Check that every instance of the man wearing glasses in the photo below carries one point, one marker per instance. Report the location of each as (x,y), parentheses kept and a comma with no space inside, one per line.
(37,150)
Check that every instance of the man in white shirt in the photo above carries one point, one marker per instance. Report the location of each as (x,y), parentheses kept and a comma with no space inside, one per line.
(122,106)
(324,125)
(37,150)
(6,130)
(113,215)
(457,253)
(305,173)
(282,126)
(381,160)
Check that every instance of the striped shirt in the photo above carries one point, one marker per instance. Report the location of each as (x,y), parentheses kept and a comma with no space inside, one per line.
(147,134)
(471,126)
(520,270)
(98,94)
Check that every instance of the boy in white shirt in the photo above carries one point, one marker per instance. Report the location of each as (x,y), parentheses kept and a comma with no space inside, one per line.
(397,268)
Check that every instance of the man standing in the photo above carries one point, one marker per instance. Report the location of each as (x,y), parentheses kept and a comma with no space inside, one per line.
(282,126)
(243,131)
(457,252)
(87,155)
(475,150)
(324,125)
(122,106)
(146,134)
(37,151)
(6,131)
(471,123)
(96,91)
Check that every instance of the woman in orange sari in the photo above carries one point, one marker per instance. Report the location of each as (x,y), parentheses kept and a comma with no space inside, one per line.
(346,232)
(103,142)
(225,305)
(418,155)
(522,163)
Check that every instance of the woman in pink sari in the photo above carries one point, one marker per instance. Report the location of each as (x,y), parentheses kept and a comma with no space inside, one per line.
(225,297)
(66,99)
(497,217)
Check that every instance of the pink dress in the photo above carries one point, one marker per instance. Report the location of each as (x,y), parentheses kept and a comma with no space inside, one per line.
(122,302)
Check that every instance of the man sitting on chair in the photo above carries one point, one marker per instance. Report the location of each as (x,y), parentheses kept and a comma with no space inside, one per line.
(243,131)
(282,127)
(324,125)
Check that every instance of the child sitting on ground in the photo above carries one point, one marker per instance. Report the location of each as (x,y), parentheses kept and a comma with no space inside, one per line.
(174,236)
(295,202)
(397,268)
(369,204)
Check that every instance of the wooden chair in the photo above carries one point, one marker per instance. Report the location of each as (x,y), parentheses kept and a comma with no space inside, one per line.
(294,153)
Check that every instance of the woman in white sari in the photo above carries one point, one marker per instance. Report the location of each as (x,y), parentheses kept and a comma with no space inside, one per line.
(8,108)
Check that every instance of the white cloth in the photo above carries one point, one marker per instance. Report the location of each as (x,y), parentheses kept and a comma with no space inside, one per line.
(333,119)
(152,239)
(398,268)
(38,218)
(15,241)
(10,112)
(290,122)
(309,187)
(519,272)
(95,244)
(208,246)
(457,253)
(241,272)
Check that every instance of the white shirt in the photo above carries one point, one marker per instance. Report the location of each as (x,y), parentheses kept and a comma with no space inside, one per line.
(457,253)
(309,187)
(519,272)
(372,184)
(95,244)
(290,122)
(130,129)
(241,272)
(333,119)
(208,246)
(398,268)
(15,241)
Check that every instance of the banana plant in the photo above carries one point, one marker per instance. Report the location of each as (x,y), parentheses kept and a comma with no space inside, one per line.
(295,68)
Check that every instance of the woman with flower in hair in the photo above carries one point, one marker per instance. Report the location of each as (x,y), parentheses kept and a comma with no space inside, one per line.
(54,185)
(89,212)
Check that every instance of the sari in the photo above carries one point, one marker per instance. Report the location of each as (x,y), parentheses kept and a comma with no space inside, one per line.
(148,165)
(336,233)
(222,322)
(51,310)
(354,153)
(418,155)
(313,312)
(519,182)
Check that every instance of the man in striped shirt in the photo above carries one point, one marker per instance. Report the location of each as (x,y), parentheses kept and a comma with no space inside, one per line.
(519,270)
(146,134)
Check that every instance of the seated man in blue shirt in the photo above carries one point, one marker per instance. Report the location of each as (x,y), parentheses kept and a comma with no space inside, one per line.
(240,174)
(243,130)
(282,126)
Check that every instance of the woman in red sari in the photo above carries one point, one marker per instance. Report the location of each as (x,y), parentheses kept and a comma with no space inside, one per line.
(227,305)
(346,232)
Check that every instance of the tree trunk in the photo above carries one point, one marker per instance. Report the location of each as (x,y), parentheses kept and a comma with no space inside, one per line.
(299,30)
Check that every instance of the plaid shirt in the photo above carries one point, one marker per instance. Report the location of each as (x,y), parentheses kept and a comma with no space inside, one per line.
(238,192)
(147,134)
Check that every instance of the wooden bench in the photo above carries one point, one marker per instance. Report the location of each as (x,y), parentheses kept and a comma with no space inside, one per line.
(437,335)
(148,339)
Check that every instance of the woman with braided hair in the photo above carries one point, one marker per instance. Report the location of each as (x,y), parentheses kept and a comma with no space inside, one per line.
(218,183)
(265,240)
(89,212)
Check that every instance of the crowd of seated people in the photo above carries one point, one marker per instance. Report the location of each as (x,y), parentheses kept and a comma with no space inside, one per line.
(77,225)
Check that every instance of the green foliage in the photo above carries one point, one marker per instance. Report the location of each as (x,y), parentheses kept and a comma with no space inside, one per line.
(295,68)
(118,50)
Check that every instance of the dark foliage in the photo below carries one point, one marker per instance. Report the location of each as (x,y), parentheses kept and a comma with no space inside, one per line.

◇ ◇ ◇ ◇ ◇ ◇ ◇

### Required action
What is needed is an exact retyping of every line from the one containing "Check that every instance of the seated" through the final line of the entries, and only those lines.

### Result for this exercise
Check that every instance of the seated man in blue shirt in the photo above carries one point, one marker per instance. Report the location of each as (x,y), parentheses kept and a comma with no space inside, one per line.
(240,174)
(243,130)
(282,126)
Check that every instance of the woman in red sari in the photo above carries one point, one marker per instance. Report the location of each as (x,y), parentheses kept and a comma with no space inside, one per line.
(227,305)
(346,232)
Check that every instance of the tree trunk in the photo above carries one point, one marker per instance. Report the location of each as (x,y), parentheses kept and a comma with no space inside, one per line.
(299,30)
Check that every instance of the plaid shirt in the photo above carries one point, one marker per instance. Report the location of each as (x,y), parentheses kept and a comma with no space inside, one per line.
(238,192)
(147,134)
Check that every instance of the wooden bench in the photo above carries one point, one marker per instance. Report the location of each as (x,y), parentheses kept and a comma with no space inside, one per line.
(437,335)
(148,339)
Check that every instance of the woman with braided hair in the photo above carries one point, one marker per instance. Report the location of each as (x,y), parentheses kept and a comma with no space inside, one per line.
(218,183)
(265,240)
(89,212)
Check that every instance of the crowd of seated people in the photo above carries one point, one marker per instance. Report the location of each as (x,y), parentheses kept and a comma with no space inside, one per line.
(77,225)
Check that every instance of the green foliage in the photo above carries one point, one marker per instance. Report the location of each as (x,y), parentheses kept and a comma with no space inside, one per line.
(295,68)
(118,50)
Check that every instance of the dark foliage in the photo below carries one point, one marker per instance. Report the location of each as (x,y), parentheses kept and a comma with no space inside, one per line.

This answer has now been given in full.